DOCUMENT TEXT ▸
--- --- ---

They spread money like manure on the campaign trails of key members of Congress. They unleash hordes of lobbyists on Capitol Hill, cozy up to columnists and editorial writers, spend millions on lawyers who relentlessly pick at the law, trying to rewrite or water down the regulations required for enforcement. Before you know it, what once was an attempt at genuine reform creeps back toward business as usual.

It’s happening right now with the Dodd-Frank Wall Street Reform and Consumer Protection Act – passed two years ago in the wake of our disastrous financial meltdown.  Just last week, for example, both parties in the House overwhelmingly approved two bills that already would change Dodd-Frank’s rules on derivatives — those convoluted trading deals recently described by the chairman of the Commodity Futures Trading Commission as “the largest dark pool in our financial markets.”

Especially vulnerable is a key provision of Dodd-Frank known as the Volcker Rule, so named by President Obama after the former Federal Reserve Chairman Paul Volcker. It’s an attempt to keep the banks in which you deposit your money from gambling your savings on the bank’s own, sometime risky investments.

--- --- ---

List every government body named in the passage on financial reform. The material that comes after this passage has no connection to it.

DATA SHOWN ▸
--- --- ---

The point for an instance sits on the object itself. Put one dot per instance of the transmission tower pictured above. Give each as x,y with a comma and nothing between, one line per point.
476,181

--- --- ---

FULL ANSWER ▸
- Congress
- the House
- the Commodity Futures Trading Commission
- the Federal Reserve